#### EXTRAIT
Avant 1930 n’existaient sur le marché français que de petits moulinets en cuivre ou en laiton, que l’on retrouve aujourd’hui dans les brocantes ou les vide-greniers, et à l’époque dans des pages entières des catalogues de Manufrance. 

La société américaine Shakespeare, qui fabriquait également des moulinets de casting, des cannes et des leurres, fut la première à construire un moulinet à tambour fixe dit « capoté », sans pick-up.
########
#### DONNÉES ENREGISTRÉES
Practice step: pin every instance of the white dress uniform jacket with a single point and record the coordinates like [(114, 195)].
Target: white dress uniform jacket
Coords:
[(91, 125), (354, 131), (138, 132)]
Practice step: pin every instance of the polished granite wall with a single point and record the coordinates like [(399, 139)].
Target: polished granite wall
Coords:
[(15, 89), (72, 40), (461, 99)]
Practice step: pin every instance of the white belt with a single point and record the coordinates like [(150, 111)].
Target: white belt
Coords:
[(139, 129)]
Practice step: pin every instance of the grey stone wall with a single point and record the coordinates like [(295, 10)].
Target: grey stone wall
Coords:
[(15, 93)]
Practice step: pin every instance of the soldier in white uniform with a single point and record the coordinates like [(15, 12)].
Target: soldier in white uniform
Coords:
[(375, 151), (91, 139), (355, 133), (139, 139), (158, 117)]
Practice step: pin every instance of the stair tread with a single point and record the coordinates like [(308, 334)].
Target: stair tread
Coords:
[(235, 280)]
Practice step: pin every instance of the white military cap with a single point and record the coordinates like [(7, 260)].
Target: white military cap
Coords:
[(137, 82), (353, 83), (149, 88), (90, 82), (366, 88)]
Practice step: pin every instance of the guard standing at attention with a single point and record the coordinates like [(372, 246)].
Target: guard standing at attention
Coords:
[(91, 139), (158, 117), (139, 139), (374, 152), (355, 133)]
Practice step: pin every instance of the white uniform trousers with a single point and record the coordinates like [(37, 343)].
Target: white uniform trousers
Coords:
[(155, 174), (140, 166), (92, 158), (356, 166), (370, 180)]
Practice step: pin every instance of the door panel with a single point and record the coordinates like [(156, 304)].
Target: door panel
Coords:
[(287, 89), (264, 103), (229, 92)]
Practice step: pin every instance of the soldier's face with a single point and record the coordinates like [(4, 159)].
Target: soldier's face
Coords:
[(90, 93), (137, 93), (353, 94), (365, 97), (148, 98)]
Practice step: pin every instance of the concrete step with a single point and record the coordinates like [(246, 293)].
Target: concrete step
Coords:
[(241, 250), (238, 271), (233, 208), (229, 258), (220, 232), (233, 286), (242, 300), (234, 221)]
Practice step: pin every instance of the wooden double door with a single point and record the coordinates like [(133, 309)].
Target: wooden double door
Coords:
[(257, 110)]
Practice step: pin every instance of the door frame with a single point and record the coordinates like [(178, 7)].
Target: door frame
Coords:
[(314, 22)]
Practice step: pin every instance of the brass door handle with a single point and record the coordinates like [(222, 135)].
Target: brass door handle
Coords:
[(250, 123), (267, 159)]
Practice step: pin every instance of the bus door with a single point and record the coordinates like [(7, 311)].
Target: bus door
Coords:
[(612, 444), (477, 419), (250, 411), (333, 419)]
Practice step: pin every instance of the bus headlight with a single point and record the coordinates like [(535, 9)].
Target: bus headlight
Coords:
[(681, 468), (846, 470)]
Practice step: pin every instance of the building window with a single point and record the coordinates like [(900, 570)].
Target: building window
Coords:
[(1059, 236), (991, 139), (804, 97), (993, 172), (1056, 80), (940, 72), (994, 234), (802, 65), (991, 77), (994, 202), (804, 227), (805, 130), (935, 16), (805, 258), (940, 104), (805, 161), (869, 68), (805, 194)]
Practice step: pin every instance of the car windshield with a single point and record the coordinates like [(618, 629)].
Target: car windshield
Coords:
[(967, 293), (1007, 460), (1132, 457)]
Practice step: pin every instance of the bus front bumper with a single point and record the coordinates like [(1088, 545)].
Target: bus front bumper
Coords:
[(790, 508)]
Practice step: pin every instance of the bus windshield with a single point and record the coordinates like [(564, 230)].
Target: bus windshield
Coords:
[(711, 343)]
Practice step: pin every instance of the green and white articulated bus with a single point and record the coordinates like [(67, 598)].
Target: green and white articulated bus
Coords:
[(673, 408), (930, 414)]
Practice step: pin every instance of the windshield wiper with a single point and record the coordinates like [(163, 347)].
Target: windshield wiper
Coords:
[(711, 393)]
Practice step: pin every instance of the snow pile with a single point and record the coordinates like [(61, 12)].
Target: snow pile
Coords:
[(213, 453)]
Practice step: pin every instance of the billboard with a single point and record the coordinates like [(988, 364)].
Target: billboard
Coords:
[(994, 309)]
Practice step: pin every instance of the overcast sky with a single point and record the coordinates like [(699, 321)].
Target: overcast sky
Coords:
########
### CONSIGNE 1
Énumérez les produits que, selon l'extrait, la société Shakespeare fabriquait également.
### CONSIGNE 2
Reproduisez mot pour mot le passage de l'extrait qui s'ouvre sur les mots contenant « Avant 1930 n’existaient » et se clôt sur « catalogues de Manufrance. ».
Les enregistrements forment un matériau indépendant de l'extrait.

### RÉPONSE ATTENDUE 1
- moulinets de casting
- cannes
- leurres

### RÉPONSE ATTENDUE 2
Avant 1930 n’existaient sur le marché français que de petits moulinets en cuivre ou en laiton, que l’on retrouve aujourd’hui dans les brocantes ou les vide-greniers, et à l’époque dans des pages entières des catalogues de Manufrance.